Avec l’épidémie, leur vie a basculé. Salariés ou précaires, aisés ou pauvres, dans le tourisme, le secteur aérien ou la restauration, ils ont perdu leur emploi et vivent dans l’angoisse, la honte parfois, voire la déchéance.
Avec la crise née de l’épidémie de Covid-19, le FMI prévoit une récession de 4,9 % cette année, et selon son économiste en chef Gita Gopinath, « ce sont les ménages à faibles revenus et les travailleurs peu qualifiés qui sont les plus affectés ». Des millions de personnes dans le monde sont ou seront au chômage en 2020. De Paris à Mexico, de Kiev à Madrid, les journalistes de l’AFP sont allés à la rencontre d’employés et travailleurs des secteurs les plus touchés (tourisme, aérien, restauration, distribution, numérique), qui ont confié leur désarroi, raconté leur quotidien fait de sacrifices, leurs projets avortés, leurs craintes pour l’avenir. Voici leurs témoignages.

## EXERCICES À TRAITER
[1] D'après le texte sur les pertes d'emploi dues à l'épidémie, quelle récession le FMI prévoit-il cette année ?
[2] Rédigez la suite du texte sur les pertes d'emploi dues à l'épidémie, s'il vous plaît.

## MATÉRIEL FOURNI
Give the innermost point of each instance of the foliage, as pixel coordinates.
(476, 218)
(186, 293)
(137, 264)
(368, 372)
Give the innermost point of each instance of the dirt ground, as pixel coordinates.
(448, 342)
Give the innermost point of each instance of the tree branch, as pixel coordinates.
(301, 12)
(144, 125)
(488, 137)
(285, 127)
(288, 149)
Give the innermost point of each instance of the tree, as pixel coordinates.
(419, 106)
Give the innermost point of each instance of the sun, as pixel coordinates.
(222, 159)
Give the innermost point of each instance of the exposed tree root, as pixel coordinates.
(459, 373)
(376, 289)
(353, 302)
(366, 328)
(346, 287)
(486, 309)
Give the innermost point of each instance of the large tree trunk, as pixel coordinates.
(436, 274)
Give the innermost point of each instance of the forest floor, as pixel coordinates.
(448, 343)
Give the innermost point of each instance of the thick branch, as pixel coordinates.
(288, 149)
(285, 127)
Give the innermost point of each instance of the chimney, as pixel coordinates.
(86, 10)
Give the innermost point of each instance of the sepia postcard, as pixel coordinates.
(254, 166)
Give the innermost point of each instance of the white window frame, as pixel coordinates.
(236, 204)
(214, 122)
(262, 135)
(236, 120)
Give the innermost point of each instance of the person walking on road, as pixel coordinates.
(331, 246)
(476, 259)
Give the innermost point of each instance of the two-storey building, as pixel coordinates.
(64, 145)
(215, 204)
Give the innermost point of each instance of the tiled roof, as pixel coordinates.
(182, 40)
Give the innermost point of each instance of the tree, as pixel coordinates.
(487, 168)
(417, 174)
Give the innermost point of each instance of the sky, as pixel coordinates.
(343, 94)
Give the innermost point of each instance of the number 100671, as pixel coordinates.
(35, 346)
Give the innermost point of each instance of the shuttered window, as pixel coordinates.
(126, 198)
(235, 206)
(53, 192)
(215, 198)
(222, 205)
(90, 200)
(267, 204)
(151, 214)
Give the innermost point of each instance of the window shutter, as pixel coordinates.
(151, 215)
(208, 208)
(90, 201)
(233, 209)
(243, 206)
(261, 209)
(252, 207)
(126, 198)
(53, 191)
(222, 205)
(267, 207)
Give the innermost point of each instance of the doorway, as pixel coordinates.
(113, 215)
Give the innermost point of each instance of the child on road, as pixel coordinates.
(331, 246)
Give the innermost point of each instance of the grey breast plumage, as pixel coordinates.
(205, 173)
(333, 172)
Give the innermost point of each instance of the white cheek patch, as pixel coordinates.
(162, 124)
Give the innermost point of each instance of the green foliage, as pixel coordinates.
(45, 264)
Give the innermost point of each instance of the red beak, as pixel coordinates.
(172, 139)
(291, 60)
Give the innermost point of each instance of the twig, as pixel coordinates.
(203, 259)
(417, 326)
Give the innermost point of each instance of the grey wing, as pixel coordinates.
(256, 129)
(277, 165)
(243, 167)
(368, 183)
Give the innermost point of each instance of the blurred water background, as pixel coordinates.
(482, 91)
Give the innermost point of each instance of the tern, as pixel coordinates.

## RÉPONSES RÉDIGÉES
[1] Une récession de 4,9 %.

[2]
« J’ai basculé dans la précarité »
Depuis 10 ans, Xavier Chergui, Français de 44 ans, faisait des extras dans la restauration comme maître d’hôtel en région parisienne. Il gagnait entre 1 800 et 2 600 euros par mois avec des pointes à 4 000 parfois. « Là, le Covid est arrivé, tout s’est cassé la figure. Le 13 mars on m’a annoncé: ‘Xavier tu ne viens plus, c’est fini’. » « Je n’ai pas payé mon loyer (950 euros) en mars, en avril, en mai (…) Je continue de payer 250 euros mon crédit automobile mais pas EDF (l’électricité) depuis trois mois. On remplit le frigo. On devait partir 15 jours en vacances dans les Landes (sud-ouest de la France) mais on ne part pas. » « On a tout perdu (…) Psychologiquement, faut l’encaisser. » Avec son épouse qui ne travaille pas et ses deux enfants, ils vivent des 875 euros du Revenu solidarité active (RSA), qui en France assure un minimum de revenu aux personnes sans ressources. « Ma femme, elle est en mode dépression, elle pleure tous les jours. » Lui, il s’accroche. « Je courbe l’échine, je fais le dos rond, en septembre l’activité va reprendre, les premières paies tomberont début octobre », espère-t-il. « Faudrait pas un retour du Covid ».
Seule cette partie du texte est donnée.